## start Records for processing
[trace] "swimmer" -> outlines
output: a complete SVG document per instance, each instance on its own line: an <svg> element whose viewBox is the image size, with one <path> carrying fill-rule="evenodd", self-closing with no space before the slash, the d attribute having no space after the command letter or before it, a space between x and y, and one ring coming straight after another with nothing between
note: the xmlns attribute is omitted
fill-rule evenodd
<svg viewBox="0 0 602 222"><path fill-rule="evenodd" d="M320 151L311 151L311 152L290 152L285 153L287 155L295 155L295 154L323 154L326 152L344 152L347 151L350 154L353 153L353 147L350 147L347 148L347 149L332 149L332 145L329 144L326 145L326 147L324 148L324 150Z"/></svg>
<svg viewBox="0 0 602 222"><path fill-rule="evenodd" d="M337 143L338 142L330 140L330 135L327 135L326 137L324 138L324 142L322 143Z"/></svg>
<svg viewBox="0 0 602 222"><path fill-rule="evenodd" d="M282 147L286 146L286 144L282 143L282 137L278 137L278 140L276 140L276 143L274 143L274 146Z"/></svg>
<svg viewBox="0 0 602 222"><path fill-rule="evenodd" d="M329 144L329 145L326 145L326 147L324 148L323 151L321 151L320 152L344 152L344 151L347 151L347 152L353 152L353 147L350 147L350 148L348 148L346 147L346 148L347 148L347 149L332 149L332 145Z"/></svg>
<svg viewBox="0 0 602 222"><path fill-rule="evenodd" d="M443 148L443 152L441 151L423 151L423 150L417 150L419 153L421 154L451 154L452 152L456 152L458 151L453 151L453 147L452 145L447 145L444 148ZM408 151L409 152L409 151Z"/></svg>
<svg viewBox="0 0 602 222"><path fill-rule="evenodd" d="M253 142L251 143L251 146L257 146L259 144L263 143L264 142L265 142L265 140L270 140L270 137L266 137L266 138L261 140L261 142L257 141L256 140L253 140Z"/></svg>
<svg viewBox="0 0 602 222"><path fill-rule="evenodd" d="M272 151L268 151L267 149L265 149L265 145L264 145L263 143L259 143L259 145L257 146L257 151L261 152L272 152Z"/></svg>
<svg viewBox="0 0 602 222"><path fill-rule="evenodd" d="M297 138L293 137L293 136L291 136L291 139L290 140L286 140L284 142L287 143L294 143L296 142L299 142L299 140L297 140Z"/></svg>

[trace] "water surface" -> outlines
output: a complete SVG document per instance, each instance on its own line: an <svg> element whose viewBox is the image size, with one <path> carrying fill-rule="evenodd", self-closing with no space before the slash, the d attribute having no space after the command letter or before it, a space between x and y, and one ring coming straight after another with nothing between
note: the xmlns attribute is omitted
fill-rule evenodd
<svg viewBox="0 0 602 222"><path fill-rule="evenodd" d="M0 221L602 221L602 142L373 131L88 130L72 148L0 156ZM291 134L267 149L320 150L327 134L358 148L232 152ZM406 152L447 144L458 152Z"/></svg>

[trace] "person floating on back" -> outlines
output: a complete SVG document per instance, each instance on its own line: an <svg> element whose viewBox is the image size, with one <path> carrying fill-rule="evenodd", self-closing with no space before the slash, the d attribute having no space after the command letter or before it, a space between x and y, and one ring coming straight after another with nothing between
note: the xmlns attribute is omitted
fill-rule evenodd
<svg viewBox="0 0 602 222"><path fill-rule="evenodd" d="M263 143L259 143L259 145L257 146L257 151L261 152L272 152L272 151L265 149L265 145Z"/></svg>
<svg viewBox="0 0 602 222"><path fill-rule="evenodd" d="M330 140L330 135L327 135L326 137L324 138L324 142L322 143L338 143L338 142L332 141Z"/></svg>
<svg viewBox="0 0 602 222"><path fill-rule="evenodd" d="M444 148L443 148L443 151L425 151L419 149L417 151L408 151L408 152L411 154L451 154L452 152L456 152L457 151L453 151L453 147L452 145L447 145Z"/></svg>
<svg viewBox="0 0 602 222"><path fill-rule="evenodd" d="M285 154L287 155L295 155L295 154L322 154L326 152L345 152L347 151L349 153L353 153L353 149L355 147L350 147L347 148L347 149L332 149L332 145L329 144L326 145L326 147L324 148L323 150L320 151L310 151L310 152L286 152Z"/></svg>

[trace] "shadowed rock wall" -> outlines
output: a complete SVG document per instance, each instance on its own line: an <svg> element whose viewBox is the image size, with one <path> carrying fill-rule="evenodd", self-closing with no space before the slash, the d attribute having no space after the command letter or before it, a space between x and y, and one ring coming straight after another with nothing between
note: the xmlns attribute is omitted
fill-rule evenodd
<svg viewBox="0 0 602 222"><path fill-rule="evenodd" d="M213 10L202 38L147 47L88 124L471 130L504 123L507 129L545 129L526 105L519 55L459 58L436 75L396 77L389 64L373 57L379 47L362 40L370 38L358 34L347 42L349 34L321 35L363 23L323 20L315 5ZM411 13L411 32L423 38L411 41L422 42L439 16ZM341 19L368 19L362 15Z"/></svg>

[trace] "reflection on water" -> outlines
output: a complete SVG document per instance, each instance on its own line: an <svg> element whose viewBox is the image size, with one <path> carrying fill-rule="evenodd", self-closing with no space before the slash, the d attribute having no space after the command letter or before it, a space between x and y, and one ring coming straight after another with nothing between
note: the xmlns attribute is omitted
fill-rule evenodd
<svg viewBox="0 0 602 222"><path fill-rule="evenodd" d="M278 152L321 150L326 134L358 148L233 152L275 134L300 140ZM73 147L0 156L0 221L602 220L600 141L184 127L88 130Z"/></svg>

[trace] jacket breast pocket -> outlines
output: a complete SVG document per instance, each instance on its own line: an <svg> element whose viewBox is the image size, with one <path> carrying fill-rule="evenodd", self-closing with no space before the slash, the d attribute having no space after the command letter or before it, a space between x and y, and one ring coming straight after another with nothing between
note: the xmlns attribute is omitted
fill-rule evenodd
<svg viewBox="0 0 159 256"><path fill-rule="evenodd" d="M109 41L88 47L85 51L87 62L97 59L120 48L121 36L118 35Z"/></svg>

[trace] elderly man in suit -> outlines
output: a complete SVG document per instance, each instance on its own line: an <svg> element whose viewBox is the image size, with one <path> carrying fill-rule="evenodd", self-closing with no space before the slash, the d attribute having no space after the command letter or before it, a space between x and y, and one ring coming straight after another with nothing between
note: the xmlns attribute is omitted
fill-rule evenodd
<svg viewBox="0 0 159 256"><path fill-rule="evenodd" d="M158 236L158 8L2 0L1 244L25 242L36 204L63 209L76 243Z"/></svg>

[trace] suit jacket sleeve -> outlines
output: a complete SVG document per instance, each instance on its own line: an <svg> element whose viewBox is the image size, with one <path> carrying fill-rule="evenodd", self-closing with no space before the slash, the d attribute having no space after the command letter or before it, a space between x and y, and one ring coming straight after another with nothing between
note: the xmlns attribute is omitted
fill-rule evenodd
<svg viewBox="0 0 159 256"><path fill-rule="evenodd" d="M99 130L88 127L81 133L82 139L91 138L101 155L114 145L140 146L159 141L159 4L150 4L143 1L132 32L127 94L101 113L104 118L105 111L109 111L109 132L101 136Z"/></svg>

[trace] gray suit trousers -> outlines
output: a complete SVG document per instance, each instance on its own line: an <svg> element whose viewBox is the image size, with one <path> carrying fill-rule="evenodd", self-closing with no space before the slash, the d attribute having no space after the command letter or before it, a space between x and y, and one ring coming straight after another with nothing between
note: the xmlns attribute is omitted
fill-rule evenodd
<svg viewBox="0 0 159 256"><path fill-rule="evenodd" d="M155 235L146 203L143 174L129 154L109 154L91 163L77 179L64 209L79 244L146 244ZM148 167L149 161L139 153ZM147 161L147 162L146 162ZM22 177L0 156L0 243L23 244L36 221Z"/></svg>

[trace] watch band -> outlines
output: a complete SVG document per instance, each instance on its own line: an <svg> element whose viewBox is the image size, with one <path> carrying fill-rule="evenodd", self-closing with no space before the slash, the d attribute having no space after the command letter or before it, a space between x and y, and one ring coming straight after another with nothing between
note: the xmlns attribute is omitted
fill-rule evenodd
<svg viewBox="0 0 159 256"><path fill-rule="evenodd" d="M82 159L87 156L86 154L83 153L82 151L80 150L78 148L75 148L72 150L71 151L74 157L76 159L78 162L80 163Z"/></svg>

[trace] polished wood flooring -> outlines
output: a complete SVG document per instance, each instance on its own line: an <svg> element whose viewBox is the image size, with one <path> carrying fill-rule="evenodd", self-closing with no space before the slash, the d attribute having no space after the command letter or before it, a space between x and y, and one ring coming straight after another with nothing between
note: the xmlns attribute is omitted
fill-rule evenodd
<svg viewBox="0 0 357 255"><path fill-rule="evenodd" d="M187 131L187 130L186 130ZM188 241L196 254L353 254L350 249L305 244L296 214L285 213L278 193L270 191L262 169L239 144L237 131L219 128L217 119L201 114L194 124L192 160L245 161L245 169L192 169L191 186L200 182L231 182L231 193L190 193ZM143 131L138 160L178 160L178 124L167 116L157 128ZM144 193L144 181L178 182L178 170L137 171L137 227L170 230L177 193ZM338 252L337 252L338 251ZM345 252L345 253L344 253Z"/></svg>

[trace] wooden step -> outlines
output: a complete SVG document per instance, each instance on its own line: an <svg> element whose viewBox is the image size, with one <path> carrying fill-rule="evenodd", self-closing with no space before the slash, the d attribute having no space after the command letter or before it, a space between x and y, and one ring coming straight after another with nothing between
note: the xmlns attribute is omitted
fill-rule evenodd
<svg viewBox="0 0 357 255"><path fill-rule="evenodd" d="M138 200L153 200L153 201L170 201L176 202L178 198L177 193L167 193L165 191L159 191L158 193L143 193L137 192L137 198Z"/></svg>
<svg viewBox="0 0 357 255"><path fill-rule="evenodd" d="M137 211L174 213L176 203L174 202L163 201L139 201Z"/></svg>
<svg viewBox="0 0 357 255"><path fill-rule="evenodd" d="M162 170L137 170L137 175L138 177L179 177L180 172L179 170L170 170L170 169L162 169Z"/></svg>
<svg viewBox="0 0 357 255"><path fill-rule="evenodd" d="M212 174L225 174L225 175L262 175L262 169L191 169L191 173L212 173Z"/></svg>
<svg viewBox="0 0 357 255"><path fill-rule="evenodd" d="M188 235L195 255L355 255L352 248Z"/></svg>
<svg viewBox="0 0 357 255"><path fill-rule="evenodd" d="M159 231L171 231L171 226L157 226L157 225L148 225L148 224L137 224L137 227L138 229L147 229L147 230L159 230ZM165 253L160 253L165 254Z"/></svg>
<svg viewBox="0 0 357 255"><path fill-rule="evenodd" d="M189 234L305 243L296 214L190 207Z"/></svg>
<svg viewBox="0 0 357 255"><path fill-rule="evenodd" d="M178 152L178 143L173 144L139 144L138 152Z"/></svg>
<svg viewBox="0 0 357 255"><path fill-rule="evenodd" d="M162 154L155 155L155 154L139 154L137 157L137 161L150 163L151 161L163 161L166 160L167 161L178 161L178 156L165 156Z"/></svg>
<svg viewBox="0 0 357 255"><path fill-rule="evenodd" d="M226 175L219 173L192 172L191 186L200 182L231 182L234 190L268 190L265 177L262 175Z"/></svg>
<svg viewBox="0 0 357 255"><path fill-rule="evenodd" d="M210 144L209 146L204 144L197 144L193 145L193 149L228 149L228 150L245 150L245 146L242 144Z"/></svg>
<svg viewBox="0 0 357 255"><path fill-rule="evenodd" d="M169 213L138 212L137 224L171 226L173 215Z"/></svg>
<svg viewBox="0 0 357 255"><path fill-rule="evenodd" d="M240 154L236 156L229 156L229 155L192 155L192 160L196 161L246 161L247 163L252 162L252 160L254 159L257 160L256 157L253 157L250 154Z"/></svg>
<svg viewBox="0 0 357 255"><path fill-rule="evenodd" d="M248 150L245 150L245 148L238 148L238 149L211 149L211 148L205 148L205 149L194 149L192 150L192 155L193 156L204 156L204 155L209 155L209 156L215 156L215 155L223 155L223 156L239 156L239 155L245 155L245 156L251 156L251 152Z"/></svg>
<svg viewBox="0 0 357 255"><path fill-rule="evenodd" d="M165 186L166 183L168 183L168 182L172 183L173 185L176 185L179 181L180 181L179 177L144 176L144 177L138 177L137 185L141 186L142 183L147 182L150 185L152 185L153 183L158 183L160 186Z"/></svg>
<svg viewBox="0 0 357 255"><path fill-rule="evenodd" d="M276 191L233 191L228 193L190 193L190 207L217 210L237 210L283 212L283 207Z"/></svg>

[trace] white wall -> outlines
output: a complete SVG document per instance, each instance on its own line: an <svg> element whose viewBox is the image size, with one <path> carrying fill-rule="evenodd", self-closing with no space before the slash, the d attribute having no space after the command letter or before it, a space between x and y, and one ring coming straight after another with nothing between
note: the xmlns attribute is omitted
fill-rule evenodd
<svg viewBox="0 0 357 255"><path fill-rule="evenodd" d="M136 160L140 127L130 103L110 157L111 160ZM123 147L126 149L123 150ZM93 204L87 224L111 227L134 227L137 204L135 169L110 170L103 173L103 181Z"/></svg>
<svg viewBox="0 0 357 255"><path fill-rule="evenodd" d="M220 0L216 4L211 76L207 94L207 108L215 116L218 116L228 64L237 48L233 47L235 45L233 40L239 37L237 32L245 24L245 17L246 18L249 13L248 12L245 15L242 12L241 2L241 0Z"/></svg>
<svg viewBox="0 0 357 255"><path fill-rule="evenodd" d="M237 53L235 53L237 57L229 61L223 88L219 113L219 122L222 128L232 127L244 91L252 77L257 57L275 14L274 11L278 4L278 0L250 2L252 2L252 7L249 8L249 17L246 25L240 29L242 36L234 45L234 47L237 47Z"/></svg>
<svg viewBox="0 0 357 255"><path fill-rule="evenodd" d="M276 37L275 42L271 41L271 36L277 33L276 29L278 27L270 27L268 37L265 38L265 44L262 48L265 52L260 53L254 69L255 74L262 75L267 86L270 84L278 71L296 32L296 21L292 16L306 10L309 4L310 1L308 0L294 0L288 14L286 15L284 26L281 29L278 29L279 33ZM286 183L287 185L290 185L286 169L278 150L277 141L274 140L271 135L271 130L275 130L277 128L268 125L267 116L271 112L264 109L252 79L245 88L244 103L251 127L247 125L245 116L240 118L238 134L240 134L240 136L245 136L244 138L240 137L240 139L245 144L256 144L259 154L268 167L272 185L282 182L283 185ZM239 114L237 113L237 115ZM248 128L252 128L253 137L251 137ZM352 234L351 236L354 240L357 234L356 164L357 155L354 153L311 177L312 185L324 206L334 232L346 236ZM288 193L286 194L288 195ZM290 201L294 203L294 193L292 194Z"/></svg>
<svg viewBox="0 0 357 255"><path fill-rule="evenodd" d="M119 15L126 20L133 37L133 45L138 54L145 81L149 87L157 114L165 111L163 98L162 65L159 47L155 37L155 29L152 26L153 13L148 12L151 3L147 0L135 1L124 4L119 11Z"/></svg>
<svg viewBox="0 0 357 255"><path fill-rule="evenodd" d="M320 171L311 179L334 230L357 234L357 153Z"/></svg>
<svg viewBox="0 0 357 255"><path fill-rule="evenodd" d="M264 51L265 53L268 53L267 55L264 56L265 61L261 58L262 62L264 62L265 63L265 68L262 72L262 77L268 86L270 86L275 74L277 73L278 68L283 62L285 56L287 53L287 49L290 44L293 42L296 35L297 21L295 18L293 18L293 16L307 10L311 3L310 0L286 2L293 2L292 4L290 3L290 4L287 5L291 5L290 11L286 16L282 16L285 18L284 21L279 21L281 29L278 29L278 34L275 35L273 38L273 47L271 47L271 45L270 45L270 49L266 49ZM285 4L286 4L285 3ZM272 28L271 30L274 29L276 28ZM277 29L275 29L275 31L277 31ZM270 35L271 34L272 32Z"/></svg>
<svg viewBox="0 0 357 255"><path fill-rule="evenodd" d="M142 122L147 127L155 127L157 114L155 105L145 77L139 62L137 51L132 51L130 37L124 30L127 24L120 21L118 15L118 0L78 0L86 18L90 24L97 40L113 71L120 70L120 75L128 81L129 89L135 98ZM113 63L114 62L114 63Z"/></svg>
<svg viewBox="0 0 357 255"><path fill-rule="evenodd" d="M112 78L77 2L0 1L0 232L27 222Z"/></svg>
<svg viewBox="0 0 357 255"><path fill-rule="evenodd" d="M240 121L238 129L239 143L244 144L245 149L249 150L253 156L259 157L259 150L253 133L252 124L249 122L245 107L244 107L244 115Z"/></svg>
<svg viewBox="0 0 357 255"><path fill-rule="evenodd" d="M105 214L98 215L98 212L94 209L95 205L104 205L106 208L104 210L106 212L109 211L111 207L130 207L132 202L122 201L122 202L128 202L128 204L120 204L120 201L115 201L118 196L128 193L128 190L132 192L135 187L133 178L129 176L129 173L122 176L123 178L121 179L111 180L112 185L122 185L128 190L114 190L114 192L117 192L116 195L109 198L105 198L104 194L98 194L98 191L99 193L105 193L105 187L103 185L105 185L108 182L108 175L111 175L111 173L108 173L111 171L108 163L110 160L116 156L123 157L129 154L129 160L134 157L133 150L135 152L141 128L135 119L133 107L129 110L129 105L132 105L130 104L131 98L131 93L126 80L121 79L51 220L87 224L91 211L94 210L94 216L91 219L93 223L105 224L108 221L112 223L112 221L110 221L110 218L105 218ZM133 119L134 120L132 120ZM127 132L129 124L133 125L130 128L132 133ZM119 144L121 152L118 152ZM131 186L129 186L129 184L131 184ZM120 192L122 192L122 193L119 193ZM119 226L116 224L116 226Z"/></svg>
## end Records for processing
» What the exercise asks: Reproduce verbatim the lines from the line containing "[trace] jacket breast pocket -> outlines" through the line containing "130L88 127L81 133L82", including both of those lines.

» Task response:
[trace] jacket breast pocket -> outlines
output: a complete SVG document per instance, each instance on its own line: an <svg> element whose viewBox is the image size, with one <path> carrying fill-rule="evenodd", self-closing with no space before the slash, the d attribute having no space after the command letter or before it, a space between x and y, and one ring coming straight after another with nothing between
note: the xmlns attribute is omitted
fill-rule evenodd
<svg viewBox="0 0 159 256"><path fill-rule="evenodd" d="M109 41L88 47L85 51L87 62L97 59L120 48L121 36L118 35Z"/></svg>

[trace] elderly man in suit -> outlines
output: a complete SVG document per instance, each instance on its own line: an <svg> element whose viewBox is the image size, with one <path> carrying fill-rule="evenodd", self-closing with no space before the slash, the d attribute having no space after the command letter or before it, a space between x and y, and one ring coming straight after another with nothing between
note: the xmlns attribute is omitted
fill-rule evenodd
<svg viewBox="0 0 159 256"><path fill-rule="evenodd" d="M158 236L158 8L2 0L1 244L25 242L36 204L63 209L76 243Z"/></svg>

[trace] suit jacket sleeve -> outlines
output: a complete SVG document per instance, each instance on its own line: an <svg> element whose viewBox is the image size, with one <path> carrying fill-rule="evenodd", self-closing with no space before the slash, the d attribute having no space after the command letter or before it, a space between x and y, and one ring coming straight after another with nothing between
note: the xmlns attribute is omitted
fill-rule evenodd
<svg viewBox="0 0 159 256"><path fill-rule="evenodd" d="M99 130L88 127L81 133L82 139L91 138L101 155L114 145L140 146L159 141L159 4L150 4L143 1L132 32L127 94L101 113L104 118L105 111L109 111L109 132L101 136Z"/></svg>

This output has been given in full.